EXCERPT PROVIDED:
The past century saw four flu pandemics. The first was the notorious 1918 Great Influenza, which killed around 50 million people. The second was in 1957, when a new flu killed between one million and four million people worldwide. In 1968 another new flu emerged, killing another one million to four million people. Finally, in 2009, a novel swine flu appeared, killing between 151,000 and 575,000 people that year.
Flu viruses are categorized by two types of proteins on their surfaces, hemagglutinin (HA) and neuraminidase (NA). These proteins each have multiple subtypes, which is why you’ll see labels such as H1N1 or H5N1. The H refers to the HA protein type, and the N refers to the type of NA protein. The Great Influenza that swept the globe during World War I was an H1N1 flu that likely emerged in Kansas. Its descendants circulated in both humans and pigs until 1957, when it was suddenly replaced in humans by an H2N2 flu. This new virus first popped up in southern China. Its main genetic backbone belonged to the 1918 flu, Perez says, but it had acquired three new gene sequences from an avian flu, swapping its HA and NA proteins for new subtypes. For reasons not completely understood, this new H2N2 wiped out H1N1 in humans for decades—H1N1 wouldn’t be seen again in people until 1977.
The 1968 pandemic was another reassortment event. This time, the H2N2 that was circulating in humans swapped genes with an H3N2 avian influenza, probably somewhere in China. (The first identified outbreak was in Hong Kong.)
Then came the 2009 pandemic, a true “globalized pandemic,” Perez says. In the early 2000s there had been a few sporadic human infections in the U.S. with so-called triple-reassorted flu viruses that contained genes from human, avian and swine influenzas. These cases were rare and mostly in people who worked on pig farms; these viruses didn’t transmit from human to human. That changed in 2009 when the triple-reassorted viruses picked up new genes from a Eurasian swine flu. “It’s a perfect example of globalization,” Perez says, “because the virus contains not only gene segments from an avian flu, from a swine flu [and] from a human flu but also from very different geographical locations.”
The reassortment of flu viruses that infect different species fortunately happens relatively infrequently, says Charlotte Kristensen, a postdoctoral researcher in veterinary clinical microbiology at the University of Copenhagen. “It has to be two different viruses infecting the same host cell, and the reassortment has to be successful. And it’s not always like the gene segments are compatible,” she says.
Such reassortment happens all the time between avian flu strains that infect birds, says Yuan Liang, also a University of Copenhagen veterinary clinical microbiology postdoctoral researcher. “Especially since 2020, there have been a lot of new variants emerging because of reassortments” in birds, Liang says.
The various strains of H5N1 circulating now in wild birds, domestic poultry and dairy cows have yet to cause a pandemic in people. It’s hard to say whether the virus will stay mostly in animals or whether we’re now in a period like the one before the 2009 flu pandemic, when farmworkers occasionally came down with a reassorted virus that would later gain the gene sequences it needed to spread from person to person. No one expected H5N1 to take hold in dairy cattle, Liang says, so the question now is what new, unexpected step this virus might take.
“This whole situation really highlights how little we know and how complex it is,” Kristensen says.

PROBLEM:
In the passage on flu pandemics, where was the first identified outbreak of the 1968 pandemic?

RECORDS PROVIDED:

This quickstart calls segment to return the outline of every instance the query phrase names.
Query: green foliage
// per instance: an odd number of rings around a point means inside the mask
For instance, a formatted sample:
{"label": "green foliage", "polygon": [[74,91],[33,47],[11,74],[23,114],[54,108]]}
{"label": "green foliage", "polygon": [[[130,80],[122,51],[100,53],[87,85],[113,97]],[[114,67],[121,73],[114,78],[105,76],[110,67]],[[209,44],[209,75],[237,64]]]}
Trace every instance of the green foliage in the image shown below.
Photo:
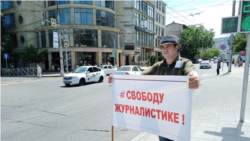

WRITTEN RESPONSE:
Hong Kong.